• **EXTRACT**:
::::::::
8 West Consulting AI Delivery Guardrails
Best practice guide · AI delivery guardrails

Shipping with AI, responsibly. The practices we hold ourselves and our work to.

For a while, AI tooling inside the IDE felt effectively free. A flat seat fee, unlimited prompts, and no obvious downside to firing off another question. That window is closing.

GitHub Copilot now meters premium requests against a monthly allowance and charges for overages. Claude Code and the broader agentic tooling stack bill on usage from day one. And the underlying frontier models — the ones these tools quietly route to by default — keep getting more expensive per token, not less. A team that doubled its AI usage last year and barely noticed will feel the same behaviour on next quarter’s invoice.

That changes the job. Adopting AI is no longer the achievement; using it with discipline is. Knowing which model to route to, how much context to load, how long an answer needs to be, and when to stop an agent loop — these are now core engineering skills, not nice-to-haves. The rest of this guide is the playbook 8 West engineers work to, shared openly with the teams we build alongside, so AI delivery stays fast, predictable and worth what it costs.
::::::::
• **RECORD SET**:

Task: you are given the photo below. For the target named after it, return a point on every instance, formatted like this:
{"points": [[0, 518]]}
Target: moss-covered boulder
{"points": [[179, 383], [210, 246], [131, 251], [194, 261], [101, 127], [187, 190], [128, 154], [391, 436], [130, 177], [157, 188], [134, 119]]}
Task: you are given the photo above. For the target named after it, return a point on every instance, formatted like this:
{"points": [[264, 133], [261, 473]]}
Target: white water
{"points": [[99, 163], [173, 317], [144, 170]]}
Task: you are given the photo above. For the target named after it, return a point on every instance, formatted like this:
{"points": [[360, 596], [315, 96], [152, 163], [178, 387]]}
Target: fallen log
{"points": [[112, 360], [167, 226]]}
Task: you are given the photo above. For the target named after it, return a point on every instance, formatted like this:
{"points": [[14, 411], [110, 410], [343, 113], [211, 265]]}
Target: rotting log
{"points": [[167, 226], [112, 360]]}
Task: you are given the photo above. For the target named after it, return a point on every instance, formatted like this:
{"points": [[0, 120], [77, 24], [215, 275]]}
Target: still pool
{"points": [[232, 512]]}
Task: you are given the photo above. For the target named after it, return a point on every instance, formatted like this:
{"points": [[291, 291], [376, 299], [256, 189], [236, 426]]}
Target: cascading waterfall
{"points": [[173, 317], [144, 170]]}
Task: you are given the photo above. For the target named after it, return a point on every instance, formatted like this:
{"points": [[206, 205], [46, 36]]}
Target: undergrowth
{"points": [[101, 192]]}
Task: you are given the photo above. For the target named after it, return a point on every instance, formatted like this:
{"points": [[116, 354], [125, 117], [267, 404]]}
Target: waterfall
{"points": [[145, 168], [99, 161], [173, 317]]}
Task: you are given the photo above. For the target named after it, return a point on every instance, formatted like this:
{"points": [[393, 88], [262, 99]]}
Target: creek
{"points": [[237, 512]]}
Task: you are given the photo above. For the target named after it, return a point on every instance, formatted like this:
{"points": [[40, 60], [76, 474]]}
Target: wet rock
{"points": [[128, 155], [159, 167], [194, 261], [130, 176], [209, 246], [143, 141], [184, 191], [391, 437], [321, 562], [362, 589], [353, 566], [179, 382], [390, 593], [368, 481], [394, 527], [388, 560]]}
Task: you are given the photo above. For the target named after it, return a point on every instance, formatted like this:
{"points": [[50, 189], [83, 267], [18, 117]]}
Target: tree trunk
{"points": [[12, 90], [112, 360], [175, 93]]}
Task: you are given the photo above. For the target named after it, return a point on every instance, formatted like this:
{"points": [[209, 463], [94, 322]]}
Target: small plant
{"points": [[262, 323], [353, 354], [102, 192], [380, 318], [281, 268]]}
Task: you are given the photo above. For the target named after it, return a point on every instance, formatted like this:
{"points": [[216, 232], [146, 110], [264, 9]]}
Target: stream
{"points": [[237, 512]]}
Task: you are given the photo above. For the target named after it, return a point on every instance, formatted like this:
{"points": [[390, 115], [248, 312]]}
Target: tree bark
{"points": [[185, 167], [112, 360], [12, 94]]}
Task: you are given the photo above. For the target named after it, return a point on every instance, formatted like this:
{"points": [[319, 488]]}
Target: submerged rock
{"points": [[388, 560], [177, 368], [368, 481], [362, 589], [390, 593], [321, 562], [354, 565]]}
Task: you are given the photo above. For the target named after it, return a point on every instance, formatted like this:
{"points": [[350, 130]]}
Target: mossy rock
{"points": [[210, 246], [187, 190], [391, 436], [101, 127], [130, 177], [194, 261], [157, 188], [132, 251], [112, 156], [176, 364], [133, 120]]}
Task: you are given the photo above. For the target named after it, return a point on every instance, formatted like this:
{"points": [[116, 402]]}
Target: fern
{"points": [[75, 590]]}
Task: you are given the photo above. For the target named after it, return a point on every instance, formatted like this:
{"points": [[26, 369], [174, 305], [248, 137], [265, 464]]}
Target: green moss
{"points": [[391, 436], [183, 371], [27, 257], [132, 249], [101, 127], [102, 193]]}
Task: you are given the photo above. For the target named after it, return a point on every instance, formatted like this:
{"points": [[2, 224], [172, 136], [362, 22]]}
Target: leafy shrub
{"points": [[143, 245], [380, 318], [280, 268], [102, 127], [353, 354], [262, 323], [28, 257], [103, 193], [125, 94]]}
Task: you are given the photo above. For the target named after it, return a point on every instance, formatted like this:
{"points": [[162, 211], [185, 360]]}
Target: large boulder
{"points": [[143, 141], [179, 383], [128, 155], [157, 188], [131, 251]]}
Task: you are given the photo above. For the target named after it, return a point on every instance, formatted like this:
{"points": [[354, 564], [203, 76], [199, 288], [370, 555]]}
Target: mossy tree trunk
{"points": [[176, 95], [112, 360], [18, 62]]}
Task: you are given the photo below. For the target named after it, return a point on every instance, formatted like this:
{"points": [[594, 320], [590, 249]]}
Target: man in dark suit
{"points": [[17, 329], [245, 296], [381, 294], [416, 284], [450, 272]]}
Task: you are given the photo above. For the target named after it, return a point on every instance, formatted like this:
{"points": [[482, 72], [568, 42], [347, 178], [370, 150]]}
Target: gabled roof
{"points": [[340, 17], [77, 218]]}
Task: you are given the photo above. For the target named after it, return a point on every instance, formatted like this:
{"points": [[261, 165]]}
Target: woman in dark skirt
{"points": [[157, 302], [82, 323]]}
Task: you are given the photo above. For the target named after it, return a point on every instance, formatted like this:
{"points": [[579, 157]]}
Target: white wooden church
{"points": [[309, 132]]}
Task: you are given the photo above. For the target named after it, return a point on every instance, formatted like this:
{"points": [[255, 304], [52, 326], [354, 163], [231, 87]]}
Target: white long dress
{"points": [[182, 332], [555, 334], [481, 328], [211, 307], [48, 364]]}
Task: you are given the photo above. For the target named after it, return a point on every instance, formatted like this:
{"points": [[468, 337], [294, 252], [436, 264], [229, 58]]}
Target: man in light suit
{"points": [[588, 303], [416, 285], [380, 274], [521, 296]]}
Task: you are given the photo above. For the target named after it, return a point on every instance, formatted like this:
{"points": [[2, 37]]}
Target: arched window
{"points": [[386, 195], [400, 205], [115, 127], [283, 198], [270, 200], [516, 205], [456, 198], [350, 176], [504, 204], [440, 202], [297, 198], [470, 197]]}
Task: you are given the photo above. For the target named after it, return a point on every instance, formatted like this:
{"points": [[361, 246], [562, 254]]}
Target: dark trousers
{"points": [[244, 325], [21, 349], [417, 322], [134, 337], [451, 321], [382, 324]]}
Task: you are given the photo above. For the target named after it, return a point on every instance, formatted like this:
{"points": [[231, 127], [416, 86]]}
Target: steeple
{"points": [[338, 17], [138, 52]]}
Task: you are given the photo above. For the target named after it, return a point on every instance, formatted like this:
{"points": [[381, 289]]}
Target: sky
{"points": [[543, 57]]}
::::::::
• **YOUR GOAL**: In the AI delivery guardrails guide above, what does GitHub Copilot now meter premium requests against?

• **ANSWER SECTION**: A monthly allowance, with charges for overages.